[Point-per-instance localization data]
* * * * * * * * *

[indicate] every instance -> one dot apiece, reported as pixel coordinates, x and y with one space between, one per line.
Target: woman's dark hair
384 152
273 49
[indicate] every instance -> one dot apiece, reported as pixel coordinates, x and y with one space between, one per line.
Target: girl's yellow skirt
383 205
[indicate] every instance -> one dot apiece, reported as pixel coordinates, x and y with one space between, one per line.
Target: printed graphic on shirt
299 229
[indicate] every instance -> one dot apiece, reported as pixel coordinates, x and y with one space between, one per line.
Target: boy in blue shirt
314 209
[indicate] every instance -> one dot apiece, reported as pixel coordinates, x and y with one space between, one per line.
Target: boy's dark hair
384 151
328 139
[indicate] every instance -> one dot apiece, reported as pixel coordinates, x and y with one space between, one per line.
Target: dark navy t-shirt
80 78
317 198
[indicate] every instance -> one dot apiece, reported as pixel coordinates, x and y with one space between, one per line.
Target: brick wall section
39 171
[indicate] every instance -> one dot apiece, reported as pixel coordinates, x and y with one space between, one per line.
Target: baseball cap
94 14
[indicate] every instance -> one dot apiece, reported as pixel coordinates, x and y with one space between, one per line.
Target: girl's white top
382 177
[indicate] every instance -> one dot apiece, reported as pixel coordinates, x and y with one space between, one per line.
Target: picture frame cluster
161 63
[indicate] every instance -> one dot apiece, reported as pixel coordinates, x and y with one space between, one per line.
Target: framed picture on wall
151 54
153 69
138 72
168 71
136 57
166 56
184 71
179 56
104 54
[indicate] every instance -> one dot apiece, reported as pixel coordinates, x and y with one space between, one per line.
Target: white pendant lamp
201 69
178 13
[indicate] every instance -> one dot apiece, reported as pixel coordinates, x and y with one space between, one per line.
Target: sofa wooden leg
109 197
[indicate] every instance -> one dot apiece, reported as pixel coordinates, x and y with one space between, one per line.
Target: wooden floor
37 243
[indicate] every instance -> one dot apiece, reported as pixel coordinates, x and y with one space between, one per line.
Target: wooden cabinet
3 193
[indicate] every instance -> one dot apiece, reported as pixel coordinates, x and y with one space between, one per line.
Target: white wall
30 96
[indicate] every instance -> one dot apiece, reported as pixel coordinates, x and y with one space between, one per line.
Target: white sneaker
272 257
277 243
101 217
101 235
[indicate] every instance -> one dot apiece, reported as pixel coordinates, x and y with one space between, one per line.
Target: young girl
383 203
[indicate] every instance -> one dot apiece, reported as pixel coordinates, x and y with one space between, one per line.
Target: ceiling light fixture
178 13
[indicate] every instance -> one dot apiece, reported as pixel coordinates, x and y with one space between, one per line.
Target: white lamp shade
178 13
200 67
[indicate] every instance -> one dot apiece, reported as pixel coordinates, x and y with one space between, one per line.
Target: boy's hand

* * * * * * * * *

§ Try it: Each line above must be returned exactly as written.

§ Answer space:
[indicate] every instance -> one dot apiece, reported as pixel coordinates, x and y with one space between, one per line.
Target: woman's dark hair
384 152
273 49
[indicate] every instance -> one dot apiece, reported as pixel coordinates, x and y with one space between, one per line.
Target: girl's yellow skirt
383 205
[indicate] every instance -> one dot apiece, reported as pixel coordinates, x and y with one space between, one per line.
Target: printed graphic on shirt
299 229
[indicate] every instance -> one dot apiece, reported as pixel coordinates, x and y with one space between, one per line.
Target: boy in blue shirt
314 209
[indicate] every instance -> one dot apiece, reported as pixel coordinates, x and y with one space between, one per line.
Target: boy's dark hair
384 151
328 139
[indicate] every instance -> one dot apiece, reported as pixel coordinates, x and y with one space between, one per line.
Target: dark navy t-shirt
80 78
317 198
[indicate] every instance -> one dot apiece, reported as pixel coordinates, x and y with one space between, one per line.
Target: brick wall section
39 171
[indicate] every instance -> one dot apiece, reported as pixel coordinates, x and y with one space between, one per line.
Target: baseball cap
94 14
[indicate] every instance -> one dot apiece, reported as pixel coordinates, x and y with one space between, one per line.
Target: girl's white top
382 177
[indicate] every instance -> one dot apiece, reported as pixel coordinates, x and y with one space between, one per line.
Target: picture frame cluster
161 63
[indicate] every instance -> one dot apiece, reported as pixel coordinates, x and y with one space between, one per line.
Target: framed picture on wall
151 54
153 69
138 72
168 71
136 57
166 56
184 71
179 56
104 54
[indicate] every instance -> one dot apiece, reported as pixel coordinates, x and y with one space between, one per line.
Target: white pendant lamp
201 69
178 13
[indicate] every instance -> one dot apiece, reported as pixel coordinates, x and y with one space between, one per line.
Target: sofa wooden leg
109 197
[indicate] every instance -> one dot apiece, reported as pixel coordinates, x and y with one space between, one per line.
Target: wooden floor
37 243
[indicate] every instance -> one dot apiece, reported as pixel coordinates, x and y with one space between, one per line.
Target: wooden cabinet
3 193
[indicate] every instance -> one dot apiece, reported as pixel coordinates, x and y with one space between, one per line.
Target: white wall
30 96
[indicate] every instance -> one dot apiece, reported as pixel coordinates, x and y with one space between, one per line.
Target: white sneaker
272 257
277 243
101 217
101 235
[indicate] every instance -> one dot apiece, reported as pixel coordinates, x and y with one space between, one per line.
Target: young girl
383 203
[indicate] every instance -> one dot apiece, reported as pixel coordinates, x and y with one space between, one per line.
Target: ceiling light fixture
178 13
[indicate] every instance -> one dot apiece, reported as pixel coordinates, x and y with one space between, one per line.
Target: white lamp shade
178 13
200 67
[indicate] every instance -> one dot apiece, reported as pixel coordinates, x and y with one space between, one per line.
Target: boy's hand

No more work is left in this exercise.